Image-grounded pointing data

__________

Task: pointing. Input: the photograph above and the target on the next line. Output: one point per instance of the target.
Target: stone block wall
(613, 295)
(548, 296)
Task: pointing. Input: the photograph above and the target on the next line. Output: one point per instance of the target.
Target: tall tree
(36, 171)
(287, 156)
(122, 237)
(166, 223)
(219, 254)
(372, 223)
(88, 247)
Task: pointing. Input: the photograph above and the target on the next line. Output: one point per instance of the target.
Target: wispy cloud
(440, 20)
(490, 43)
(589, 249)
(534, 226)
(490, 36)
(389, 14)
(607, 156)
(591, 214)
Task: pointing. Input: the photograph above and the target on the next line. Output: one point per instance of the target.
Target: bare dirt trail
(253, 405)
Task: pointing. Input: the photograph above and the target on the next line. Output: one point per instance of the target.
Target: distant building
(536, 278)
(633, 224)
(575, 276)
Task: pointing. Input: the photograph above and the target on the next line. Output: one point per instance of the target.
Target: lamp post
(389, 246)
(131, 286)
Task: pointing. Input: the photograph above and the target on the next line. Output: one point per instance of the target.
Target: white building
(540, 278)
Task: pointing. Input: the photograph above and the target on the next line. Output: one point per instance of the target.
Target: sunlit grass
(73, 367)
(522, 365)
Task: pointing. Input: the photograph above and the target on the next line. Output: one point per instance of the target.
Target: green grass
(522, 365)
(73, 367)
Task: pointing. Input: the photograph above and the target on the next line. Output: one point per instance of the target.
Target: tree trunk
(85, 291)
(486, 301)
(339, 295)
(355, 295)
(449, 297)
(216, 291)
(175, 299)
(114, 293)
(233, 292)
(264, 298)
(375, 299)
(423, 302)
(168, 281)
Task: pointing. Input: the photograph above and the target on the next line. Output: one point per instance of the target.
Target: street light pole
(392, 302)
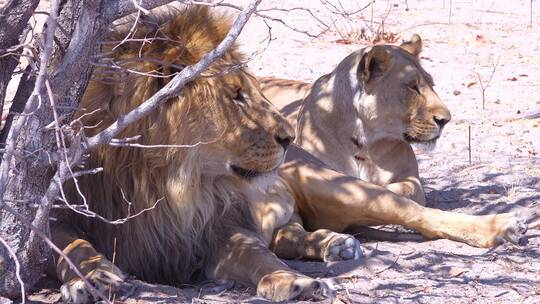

__________

- [PROMPT]: Set down the lines from the one containing "Target: wispy cloud" through the last line of the records above, both included, exactly as they appear and with no other text. Pictures should not be set down.

- [ANSWER AREA]:
Target: wispy cloud
(440, 20)
(490, 43)
(589, 249)
(534, 226)
(490, 36)
(389, 14)
(607, 156)
(591, 214)
Task: pointing. Input: the photograph above and the target on the next line. Output: one point per instance of the target.
Target: bare dirt trail
(253, 405)
Task: pointing. Input: the photograph above and the target on the next line. Output: one point per instance of the target.
Target: distant building
(536, 278)
(633, 224)
(575, 276)
Task: pointing. Input: the photograph above and the target on the next line. Output: one point per instance of the target.
Target: lamp post
(389, 246)
(131, 286)
Task: pointing. Input: the photograph above and the target on the next line. Output: one point per instance of the target.
Target: white building
(540, 278)
Task: pointing. Input: the photograph above and the target on the next line. Output: one point per instance of the target.
Target: sunlit grass
(73, 367)
(522, 365)
Task: pointing. Input: the photograph above and the target on the next line. Output: one point per instance of the target.
Target: green grass
(522, 365)
(73, 367)
Task: pointing. Input: the photograph above and the target on the next line. Output: one point per instance of the target.
Target: tree trunk
(85, 291)
(486, 301)
(339, 295)
(355, 295)
(449, 297)
(216, 291)
(175, 299)
(114, 293)
(233, 292)
(264, 298)
(375, 299)
(423, 302)
(168, 281)
Task: pointing. Input: the photograph above and the target on the next line. Output: one point per instance of the target.
Target: street light pole
(392, 302)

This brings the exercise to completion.